---------- Passage provided ----------
The Squeeze On Index Fees
[This article originally appeared on our sister site, IndexUniverse.eu.]
Competitive pressures in the index-tracking business have been building for some time. BlackRock's application to U.S. regulators to do its own indexing has been in the headlines for months, but in the end it was BlackRock's arch-rival, Vanguard, which dropped a bomb on the index industry by ditching MSCI yesterday as the benchmark provider for some of its biggest tracker funds.
At first glance the dramatic reaction in MSCI's share price—it fell 27 percent in Tuesday trading in New York—looks overdone. MSCI earned over US$900 million in revenues last year and is facing the loss of less than 3 percent of that total as a result of the departing Vanguard business. And yet the index firm suffered a decline yesterday of over US$1 billion in its market capitalization.
(As a side-note, the lost revenue reported yesterday by MSCI—US$24 million—allows us to calculate the average index licensing fee Vanguard was paying the index provider: on the departing US$537 billion of indexed assets, it works out as a mere 0.45 basis points a year*).
----------
▶ _Required tasks_
- 1) In the article on index fees, by what percentage did MSCI's share price fall in Tuesday trading in New York?
- 2) Swap "share price" for "stock price" in the article on index fees, and write out the part starting with "At first glance" and going on through "points a year*).".
---------- Data to examine ----------
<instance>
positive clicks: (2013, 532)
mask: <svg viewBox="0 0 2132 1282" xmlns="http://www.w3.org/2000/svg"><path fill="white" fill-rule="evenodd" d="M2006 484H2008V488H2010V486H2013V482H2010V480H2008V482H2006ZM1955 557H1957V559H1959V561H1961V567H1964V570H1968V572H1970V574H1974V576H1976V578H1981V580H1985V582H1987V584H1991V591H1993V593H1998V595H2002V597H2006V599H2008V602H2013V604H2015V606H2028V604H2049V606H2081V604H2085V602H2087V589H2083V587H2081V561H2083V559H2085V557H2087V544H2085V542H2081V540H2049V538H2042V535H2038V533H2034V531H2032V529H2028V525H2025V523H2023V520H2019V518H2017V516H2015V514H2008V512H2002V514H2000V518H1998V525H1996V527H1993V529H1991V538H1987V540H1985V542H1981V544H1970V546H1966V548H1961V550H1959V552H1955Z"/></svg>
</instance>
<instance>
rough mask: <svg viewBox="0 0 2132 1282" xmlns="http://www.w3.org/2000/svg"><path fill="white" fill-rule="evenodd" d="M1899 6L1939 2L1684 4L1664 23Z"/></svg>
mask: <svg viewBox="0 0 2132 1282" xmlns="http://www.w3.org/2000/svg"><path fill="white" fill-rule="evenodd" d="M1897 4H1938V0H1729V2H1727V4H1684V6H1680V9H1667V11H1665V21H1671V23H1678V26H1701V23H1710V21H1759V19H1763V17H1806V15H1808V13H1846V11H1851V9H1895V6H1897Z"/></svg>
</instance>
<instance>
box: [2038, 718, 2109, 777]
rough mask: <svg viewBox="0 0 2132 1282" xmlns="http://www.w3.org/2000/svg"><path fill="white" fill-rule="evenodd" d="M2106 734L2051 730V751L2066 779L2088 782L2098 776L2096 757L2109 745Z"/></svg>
----------
▶ _Expected responses_
- 1) 27 percent

- 2)
At first glance the dramatic reaction in MSCI's stock price—it fell 27 percent in Tuesday trading in New York—looks overdone. MSCI earned over US$900 million in revenues last year and is facing the loss of less than 3 percent of that total as a result of the departing Vanguard business. And yet the index firm suffered a decline yesterday of over US$1 billion in its market capitalization.
(As a side-note, the lost revenue reported yesterday by MSCI—US$24 million—allows us to calculate the average index licensing fee Vanguard was paying the index provider: on the departing US$537 billion of indexed assets, it works out as a mere 0.45 basis points a year*).